## Given instruction
Write out each of the lines that follow exactly as they appear, keeping their order.

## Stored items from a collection
= = = = =

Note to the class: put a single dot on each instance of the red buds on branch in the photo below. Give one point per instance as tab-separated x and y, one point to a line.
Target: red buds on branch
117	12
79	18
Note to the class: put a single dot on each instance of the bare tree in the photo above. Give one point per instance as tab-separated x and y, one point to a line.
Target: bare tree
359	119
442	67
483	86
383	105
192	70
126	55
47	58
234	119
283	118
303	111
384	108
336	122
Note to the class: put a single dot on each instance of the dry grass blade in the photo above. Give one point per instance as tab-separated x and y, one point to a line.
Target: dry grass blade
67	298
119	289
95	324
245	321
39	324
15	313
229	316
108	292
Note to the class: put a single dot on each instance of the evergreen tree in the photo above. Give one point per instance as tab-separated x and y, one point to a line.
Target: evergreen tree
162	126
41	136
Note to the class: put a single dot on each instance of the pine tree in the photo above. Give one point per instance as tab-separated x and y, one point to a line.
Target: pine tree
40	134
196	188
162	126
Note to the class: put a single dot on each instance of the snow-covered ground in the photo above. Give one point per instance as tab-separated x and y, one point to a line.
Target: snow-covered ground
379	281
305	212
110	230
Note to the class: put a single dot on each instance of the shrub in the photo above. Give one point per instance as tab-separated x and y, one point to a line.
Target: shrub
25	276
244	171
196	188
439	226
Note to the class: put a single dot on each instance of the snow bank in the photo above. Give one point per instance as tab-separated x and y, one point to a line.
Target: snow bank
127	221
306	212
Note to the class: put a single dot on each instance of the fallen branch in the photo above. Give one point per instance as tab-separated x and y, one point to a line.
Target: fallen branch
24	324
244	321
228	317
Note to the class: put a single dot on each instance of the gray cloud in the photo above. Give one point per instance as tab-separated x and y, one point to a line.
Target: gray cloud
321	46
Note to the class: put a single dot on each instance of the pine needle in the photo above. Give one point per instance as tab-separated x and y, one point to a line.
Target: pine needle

= = = = =

## Result
Note to the class: put a single dot on each instance of the red buds on branch in the photo below. Give one point per instance as tab-separated x and y, one point to a line.
Target: red buds on branch
117	12
79	18
Note to the class: put a single dot on each instance of the bare tree in the photo above. Give one point per instance as tab-separated x and y, one point to a line.
Target: bare tree
359	119
442	67
483	86
383	105
192	70
126	55
47	58
234	119
283	118
303	111
384	108
336	122
Note to the class: put a single dot on each instance of the dry grass blade in the photo above. Give one point per instance as tab-separated x and y, one point to a line.
Target: dry grass blade
67	298
119	289
95	324
245	321
39	324
15	313
229	316
108	292
Note to the class: put a single dot on each instance of the evergreen tree in the photo above. Give one point per instance as tab-separated x and y, one point to a line.
Target: evergreen tree
162	126
41	136
Note to the class: put a single dot on each instance of the pine tree in the photo above. Give one point per instance as tab-separated x and y, one point to a line.
Target: pine tree
40	134
196	188
162	126
Note to the class: put a single dot on each instance of the snow-covered ground in the photo above. Give one point per instance as tab-separated x and y, one point to a line.
Target: snow-covered ground
379	281
305	212
110	230
Note to the class: put a single dot on each instance of the shrub in the photo above. Give one point per instance as tab-separated x and y, one point to a line.
Target: shrub
25	276
244	171
196	188
439	226
Note to the class: put a single dot on each instance of the snow bank in the photo above. Give one point per instance as tab-separated x and y, one point to a line.
Target: snow bank
127	221
306	212
Note to the class: put a single dot on each instance of the fallen branch in the photo above. Give one point per instance as tab-separated x and y, one point to a line.
Target: fallen branch
24	324
244	321
228	317
Note to the class: put a single dot on each instance of the gray cloud in the photo above. Give one point per instance as tab-separated x and y, one point to a line.
Target: gray cloud
321	46
Note to the class: put a single dot on each instance of the pine needle in the photo above. Give one point per instance as tab-separated x and y, one point to a line.
Target: pine needle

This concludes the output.